-- BEGIN Given information --

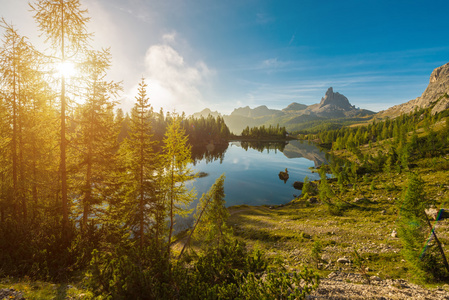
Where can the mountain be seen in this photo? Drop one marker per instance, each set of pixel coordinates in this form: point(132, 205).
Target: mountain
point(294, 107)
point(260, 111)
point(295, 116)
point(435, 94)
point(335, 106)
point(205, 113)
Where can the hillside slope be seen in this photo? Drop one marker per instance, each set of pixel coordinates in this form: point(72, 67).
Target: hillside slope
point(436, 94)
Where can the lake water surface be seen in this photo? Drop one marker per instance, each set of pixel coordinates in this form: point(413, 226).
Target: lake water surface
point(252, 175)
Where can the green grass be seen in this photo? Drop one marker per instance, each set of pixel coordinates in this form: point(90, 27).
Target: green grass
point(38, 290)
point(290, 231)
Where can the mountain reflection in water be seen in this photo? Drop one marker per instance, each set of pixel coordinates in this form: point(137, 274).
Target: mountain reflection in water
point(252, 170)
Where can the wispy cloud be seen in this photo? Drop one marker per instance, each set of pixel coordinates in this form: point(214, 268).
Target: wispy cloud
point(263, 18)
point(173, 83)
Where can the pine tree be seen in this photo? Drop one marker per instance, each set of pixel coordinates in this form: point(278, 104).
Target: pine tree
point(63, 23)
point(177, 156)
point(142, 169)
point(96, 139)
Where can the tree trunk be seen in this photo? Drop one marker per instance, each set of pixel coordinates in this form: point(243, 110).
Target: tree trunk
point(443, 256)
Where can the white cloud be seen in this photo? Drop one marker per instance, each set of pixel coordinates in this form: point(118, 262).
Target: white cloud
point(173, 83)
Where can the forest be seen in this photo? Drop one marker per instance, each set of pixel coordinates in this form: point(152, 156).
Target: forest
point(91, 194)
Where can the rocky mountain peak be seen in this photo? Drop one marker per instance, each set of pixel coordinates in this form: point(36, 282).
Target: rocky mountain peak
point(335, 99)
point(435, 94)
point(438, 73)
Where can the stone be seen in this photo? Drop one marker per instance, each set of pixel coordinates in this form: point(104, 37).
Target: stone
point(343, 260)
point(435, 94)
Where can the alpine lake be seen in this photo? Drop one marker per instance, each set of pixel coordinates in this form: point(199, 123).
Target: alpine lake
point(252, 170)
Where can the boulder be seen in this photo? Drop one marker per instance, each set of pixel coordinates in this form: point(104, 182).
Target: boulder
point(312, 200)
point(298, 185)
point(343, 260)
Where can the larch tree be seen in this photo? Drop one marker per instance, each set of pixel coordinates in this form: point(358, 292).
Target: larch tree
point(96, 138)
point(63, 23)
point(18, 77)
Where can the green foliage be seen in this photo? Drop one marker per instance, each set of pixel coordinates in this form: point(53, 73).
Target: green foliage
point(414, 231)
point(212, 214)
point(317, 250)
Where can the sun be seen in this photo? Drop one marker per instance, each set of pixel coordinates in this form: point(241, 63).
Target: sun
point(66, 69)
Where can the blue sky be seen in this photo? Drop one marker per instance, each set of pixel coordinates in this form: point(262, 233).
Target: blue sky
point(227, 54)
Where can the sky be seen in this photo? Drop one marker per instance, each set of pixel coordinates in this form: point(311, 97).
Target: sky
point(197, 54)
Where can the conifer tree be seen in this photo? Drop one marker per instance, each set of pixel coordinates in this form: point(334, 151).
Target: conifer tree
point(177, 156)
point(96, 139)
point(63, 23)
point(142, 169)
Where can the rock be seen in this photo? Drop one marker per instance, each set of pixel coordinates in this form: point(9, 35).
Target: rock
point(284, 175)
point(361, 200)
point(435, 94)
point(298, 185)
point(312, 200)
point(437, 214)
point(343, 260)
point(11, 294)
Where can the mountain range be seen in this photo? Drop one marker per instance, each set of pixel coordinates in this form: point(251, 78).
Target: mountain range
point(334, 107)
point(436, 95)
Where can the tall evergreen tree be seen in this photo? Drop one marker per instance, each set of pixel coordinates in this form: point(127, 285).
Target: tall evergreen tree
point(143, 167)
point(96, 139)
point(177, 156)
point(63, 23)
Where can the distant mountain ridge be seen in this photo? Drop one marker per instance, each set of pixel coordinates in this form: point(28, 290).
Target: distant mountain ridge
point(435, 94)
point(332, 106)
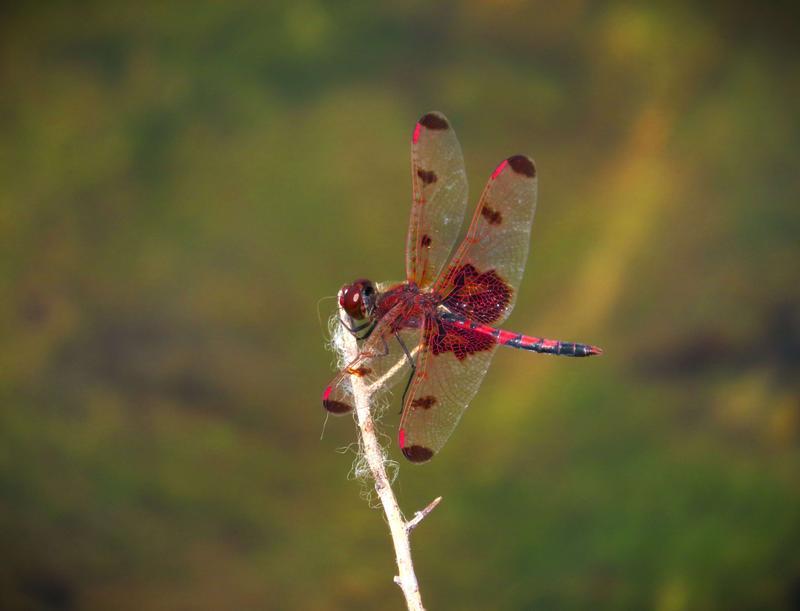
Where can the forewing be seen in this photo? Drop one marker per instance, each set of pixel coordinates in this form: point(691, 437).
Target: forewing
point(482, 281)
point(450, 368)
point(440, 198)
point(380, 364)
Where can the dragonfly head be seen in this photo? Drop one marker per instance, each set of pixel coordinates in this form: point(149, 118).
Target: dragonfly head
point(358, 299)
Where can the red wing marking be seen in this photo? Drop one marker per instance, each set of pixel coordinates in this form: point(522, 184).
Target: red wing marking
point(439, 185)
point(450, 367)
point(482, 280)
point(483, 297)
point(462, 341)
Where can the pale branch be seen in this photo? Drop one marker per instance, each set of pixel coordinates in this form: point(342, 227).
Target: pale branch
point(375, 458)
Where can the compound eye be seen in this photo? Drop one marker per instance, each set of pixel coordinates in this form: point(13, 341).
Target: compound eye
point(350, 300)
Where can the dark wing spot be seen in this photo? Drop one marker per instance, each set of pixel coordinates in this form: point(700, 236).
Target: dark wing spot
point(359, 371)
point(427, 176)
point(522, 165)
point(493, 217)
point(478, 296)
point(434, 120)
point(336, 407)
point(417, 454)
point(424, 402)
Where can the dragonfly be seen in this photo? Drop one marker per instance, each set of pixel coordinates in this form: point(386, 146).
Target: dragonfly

-- END Given information --

_Required task_. Transcribe the material verbatim, starting at the line that contains "Where can the compound" and stopping after the line that contains "point(350, 300)".

_Result for this task_.
Where can the compound eye be seen in this photo? Drop one marker per instance, each set of pixel coordinates in this form: point(13, 341).
Target: compound eye
point(350, 300)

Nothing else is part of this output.